Excerpts from a location annotation dataset
— BEGIN —

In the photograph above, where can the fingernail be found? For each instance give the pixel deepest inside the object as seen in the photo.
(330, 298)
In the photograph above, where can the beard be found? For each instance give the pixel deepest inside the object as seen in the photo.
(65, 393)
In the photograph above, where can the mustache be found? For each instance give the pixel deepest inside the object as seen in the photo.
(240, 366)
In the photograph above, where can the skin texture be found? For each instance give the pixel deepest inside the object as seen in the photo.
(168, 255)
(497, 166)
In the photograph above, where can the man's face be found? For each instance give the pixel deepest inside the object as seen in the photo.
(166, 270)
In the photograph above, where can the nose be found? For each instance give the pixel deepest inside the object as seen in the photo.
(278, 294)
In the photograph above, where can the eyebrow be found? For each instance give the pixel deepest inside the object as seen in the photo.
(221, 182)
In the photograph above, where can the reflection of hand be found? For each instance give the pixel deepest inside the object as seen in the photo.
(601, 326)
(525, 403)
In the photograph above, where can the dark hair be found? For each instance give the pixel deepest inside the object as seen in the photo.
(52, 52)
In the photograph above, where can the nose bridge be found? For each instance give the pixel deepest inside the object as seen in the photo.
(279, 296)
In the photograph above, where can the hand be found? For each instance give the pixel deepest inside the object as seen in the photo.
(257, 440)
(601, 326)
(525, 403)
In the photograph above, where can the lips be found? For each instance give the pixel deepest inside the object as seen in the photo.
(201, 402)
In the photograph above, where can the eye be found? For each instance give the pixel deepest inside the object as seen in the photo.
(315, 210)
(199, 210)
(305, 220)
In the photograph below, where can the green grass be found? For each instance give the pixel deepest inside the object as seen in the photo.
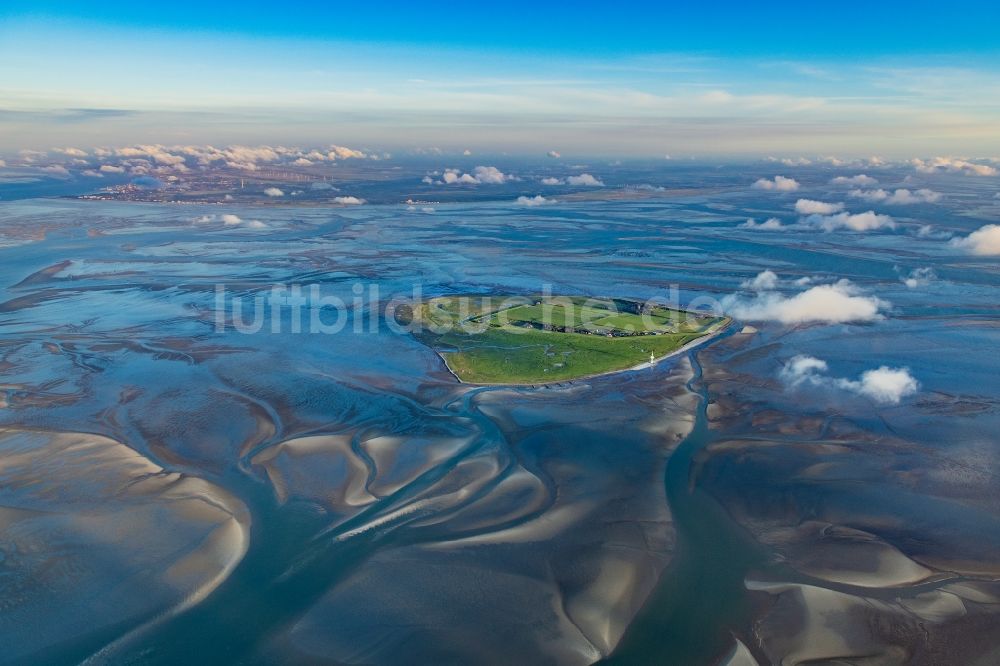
(502, 341)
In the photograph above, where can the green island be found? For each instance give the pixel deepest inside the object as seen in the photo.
(537, 340)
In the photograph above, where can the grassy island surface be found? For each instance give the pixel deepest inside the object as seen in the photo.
(535, 340)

— END —

■ **Task**
Rewrite every line of the entries above as one numbered list, skipping blank lines and leaving the pictures out.

■ **Written answer**
1. In the photograph above, where can the fingernail be found? For each instance give the pixel deepest inside the object as seen in the photo.
2. (330, 298)
3. In the photograph above, where can the beard be found? For each instance give the pixel deepest inside the object as seen in the photo.
4. (65, 393)
5. In the photograph above, where can the mustache be found? For each instance give the pixel deepest inside the object as seen in the photo.
6. (240, 366)
7. In the photograph above, where can the skin texture be found? For each instance give the pixel deepest inside the object as seen in the photo.
8. (168, 255)
9. (497, 166)
10. In the photograph above, where can the man's face be found? For each instance give the pixel deepest inside the object as seen in the photo.
11. (166, 270)
12. In the photograph above, where can the nose be found? For each instance give the pixel deepest inside the object as seen in the photo.
13. (278, 294)
14. In the photograph above, where can the eyebrow be found? For each instance give the pixel deepest inside the object as seen in the photo.
15. (221, 182)
16. In the photograph above, where can the reflection of hand be found? For each instance give the pixel deepest inside the object as seen in the photo.
17. (601, 326)
18. (525, 403)
19. In the photograph above, where can the dark hair be found? For each instance give the pixel deepest inside the object as seen in the photo.
20. (52, 52)
21. In the photograph above, where can the nose bridge be found? For each instance give the pixel deepest inside the object as seen in the photo.
22. (279, 296)
23. In the photograph above, where can the hand be found? For each instance give the pixel deepest inside the object as seen in the photo.
24. (257, 440)
25. (601, 326)
26. (525, 403)
27. In the photograph above, where can the lips be found? For each instance give the pixel deepest inside the object as seen in the photo.
28. (201, 402)
29. In the photograph above, where can the eye be found? For each instance give the pixel deepest inside the object as seen in the photo.
30. (315, 210)
31. (199, 210)
32. (305, 220)
33. In the photograph below, where can the green grass be found? For each instance give the pixel deepest inside the object as seen in the photo.
34. (502, 341)
35. In the photograph above, where can the green island be found? For each instance give the pixel deepest inside the object as seen in the photo.
36. (537, 340)
37. In the photograph above, where can the grassy island surface be found? For each instance give the pixel deepest inside the object as seen in the photo.
38. (535, 340)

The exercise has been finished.